# Text block
Excavating AI is an important paper by Kate Crawford and Trevor Paglen that looks at “The Politics of Image in Machine Learning Training.” They look at different ways that politics and assumptions can creep into training datasets that are (were) widely used in AI.

There is the overall taxonomy used to annotate (label) the images
There are the individual categories used that could be problematic or irrelevant
There are the images themselves and how they were obtained

The training sets of labeled images that are ubiquitous in contemporary computer vision and AI are built on a foundation of unsubstantiated and unstable epistemological and metaphysical assumptions about the nature of images, labels, categorization, and representation. Furthermore, those epistemological and metaphysical assumptions hark back to historical approaches where people were visually assessed and classified as a tool of oppression and race science.

They point out how many of the image datasets used for face recognition have been trimmed or have disappeared as they got criticized, but they may still be influential as they were downloaded and are circulating in AI labs. These datasets with their assumptions have also been used to train commercial tools.

I particularly like how the authors discuss their work as an archaeology, perhaps in reference to Foucault (though they don’t mention him.)

I would argue that we need an ethics of care and repair to maintain these datasets usefully.

Replaying Japan Journal, Vol. 3

Volume 3 of the Journal of Replaying Japan is out and now available on the Ritsumeikan Research Repository – Replaying Japan, Vol. 3. I have an article with Keiji Amano and Mimi Okabe on “Ethics and Gaming: The Presentation of Ethics and Social Responsibility by the Japanese Game Industry” where we looked at how top Japanese video game companies present their ethics and social responsibilities. I should add that I’m the English Editor and helped put it together.

# Provided information
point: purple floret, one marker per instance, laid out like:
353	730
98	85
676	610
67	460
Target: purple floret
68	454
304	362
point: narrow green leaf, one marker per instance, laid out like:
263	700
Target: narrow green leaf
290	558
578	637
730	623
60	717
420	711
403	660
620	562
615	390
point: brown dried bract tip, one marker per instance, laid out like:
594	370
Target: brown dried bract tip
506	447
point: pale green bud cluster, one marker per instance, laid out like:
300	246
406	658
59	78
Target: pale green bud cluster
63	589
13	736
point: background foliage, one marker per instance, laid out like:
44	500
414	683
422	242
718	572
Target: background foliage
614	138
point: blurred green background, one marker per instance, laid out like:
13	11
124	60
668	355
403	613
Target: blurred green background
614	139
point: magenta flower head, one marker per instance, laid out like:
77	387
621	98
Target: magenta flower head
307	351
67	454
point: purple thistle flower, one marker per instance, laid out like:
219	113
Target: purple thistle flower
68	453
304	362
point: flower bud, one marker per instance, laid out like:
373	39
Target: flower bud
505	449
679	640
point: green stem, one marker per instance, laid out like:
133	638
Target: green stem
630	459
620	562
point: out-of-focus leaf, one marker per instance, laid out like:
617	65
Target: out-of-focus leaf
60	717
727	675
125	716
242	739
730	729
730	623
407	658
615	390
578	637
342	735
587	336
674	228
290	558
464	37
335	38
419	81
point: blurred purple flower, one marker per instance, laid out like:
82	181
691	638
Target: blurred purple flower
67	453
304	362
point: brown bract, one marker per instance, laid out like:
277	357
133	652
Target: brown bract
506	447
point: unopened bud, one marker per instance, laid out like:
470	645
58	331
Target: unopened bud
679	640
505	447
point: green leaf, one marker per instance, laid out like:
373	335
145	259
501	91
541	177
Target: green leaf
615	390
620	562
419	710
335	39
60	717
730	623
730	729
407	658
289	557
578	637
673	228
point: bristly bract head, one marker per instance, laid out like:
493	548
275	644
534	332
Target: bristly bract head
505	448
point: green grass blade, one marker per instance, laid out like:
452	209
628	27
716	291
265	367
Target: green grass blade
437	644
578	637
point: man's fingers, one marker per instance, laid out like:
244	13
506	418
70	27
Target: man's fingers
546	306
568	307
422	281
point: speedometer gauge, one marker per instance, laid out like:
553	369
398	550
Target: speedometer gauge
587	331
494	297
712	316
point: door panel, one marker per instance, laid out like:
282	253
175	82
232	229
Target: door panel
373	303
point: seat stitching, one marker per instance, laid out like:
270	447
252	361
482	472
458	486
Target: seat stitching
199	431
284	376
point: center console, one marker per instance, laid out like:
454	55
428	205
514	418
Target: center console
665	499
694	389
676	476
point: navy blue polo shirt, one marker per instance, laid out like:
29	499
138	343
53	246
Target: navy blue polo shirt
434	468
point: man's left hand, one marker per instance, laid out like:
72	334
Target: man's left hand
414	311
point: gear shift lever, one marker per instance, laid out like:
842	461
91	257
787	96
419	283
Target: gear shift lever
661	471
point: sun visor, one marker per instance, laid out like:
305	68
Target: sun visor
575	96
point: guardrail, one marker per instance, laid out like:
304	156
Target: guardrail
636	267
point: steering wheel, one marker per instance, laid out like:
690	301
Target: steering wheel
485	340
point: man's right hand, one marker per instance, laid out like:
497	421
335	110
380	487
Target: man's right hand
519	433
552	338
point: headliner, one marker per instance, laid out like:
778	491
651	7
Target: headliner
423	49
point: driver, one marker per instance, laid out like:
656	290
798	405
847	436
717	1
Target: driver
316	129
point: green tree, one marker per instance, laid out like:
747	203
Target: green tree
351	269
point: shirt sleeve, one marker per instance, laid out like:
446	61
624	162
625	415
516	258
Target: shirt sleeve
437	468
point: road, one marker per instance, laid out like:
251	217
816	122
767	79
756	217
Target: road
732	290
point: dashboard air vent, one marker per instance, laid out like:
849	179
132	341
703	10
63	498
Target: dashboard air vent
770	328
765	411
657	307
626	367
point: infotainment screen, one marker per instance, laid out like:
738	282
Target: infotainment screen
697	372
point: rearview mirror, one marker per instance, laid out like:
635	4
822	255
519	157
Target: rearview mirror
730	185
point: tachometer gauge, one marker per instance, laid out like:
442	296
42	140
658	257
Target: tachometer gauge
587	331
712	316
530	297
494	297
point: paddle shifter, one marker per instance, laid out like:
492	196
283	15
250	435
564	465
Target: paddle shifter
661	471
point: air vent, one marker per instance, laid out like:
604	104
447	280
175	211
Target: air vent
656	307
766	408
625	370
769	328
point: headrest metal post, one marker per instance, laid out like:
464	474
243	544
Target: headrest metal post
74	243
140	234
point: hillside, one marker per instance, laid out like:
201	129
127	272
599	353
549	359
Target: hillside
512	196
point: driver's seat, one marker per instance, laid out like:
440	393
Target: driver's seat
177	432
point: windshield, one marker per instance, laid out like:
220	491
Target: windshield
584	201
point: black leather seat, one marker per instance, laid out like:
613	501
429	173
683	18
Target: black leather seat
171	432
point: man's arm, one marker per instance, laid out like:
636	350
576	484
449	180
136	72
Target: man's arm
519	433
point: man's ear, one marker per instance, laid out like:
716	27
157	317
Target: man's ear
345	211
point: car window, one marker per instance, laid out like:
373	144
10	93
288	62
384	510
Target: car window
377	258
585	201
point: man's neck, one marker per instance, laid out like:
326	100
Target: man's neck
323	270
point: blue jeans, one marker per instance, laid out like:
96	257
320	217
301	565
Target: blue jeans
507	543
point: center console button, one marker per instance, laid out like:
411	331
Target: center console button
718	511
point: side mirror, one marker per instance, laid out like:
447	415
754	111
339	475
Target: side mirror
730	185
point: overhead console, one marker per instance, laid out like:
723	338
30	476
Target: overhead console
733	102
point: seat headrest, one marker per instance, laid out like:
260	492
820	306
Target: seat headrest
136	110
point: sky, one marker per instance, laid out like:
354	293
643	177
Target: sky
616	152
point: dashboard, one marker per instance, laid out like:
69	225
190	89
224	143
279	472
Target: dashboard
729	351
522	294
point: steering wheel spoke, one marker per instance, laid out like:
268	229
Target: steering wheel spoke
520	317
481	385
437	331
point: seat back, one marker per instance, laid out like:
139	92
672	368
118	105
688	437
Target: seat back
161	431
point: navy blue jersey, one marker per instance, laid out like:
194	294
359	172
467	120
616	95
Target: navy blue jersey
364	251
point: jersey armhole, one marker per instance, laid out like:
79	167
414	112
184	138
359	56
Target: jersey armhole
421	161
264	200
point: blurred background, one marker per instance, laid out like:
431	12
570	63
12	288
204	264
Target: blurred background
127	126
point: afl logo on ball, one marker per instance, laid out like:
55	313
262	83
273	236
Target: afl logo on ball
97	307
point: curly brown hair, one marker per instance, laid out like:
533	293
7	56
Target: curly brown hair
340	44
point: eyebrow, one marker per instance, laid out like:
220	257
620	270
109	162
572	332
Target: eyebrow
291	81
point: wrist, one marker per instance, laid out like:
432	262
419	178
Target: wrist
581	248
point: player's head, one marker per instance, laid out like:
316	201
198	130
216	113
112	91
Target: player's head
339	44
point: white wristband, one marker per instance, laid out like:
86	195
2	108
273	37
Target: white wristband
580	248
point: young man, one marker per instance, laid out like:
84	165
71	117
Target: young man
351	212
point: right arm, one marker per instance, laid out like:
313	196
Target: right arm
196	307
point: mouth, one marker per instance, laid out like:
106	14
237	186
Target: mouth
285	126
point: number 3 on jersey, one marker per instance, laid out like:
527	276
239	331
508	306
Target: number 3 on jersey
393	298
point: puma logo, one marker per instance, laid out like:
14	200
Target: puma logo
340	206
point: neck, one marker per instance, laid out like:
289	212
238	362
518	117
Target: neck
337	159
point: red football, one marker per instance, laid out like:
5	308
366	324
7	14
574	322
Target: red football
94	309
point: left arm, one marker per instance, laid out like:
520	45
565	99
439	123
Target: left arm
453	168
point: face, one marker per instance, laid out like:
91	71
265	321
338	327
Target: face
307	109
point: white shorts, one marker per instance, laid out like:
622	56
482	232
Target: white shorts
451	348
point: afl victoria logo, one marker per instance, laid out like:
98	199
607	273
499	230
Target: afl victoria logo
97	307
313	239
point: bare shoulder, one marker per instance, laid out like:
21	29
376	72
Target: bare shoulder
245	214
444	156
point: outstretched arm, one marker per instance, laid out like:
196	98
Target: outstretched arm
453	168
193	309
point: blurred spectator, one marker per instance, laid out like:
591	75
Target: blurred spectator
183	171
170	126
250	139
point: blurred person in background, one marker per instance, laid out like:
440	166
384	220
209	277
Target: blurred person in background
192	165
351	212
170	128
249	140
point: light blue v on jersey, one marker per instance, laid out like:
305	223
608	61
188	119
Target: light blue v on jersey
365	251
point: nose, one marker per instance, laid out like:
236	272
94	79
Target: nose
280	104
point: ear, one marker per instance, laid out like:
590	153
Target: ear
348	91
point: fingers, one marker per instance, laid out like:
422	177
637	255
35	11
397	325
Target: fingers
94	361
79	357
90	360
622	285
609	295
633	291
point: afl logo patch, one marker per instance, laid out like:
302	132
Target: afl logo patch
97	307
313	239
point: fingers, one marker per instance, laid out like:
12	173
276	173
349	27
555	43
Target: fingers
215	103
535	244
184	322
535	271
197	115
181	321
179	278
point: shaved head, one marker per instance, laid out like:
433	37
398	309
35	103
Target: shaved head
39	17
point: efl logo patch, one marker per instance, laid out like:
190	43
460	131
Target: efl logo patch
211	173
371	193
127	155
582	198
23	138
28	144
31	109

# Exercise instructions
1. In the blog text, what role did the writer have on Volume 3 of the Journal of Replaying Japan?
2. Repeat the part of the blog text starting at "There is the" and ending at "and race science.".
The lines have nothing to do with the blog text.

# Answers to the exercise
1. The writer was the English Editor and helped put the volume together.

2.
There is the overall taxonomy used to annotate (label) the images
There are the individual categories used that could be problematic or irrelevant
There are the images themselves and how they were obtained

The training sets of labeled images that are ubiquitous in contemporary computer vision and AI are built on a foundation of unsubstantiated and unstable epistemological and metaphysical assumptions about the nature of images, labels, categorization, and representation. Furthermore, those epistemological and metaphysical assumptions hark back to historical approaches where people were visually assessed and classified as a tool of oppression and race science.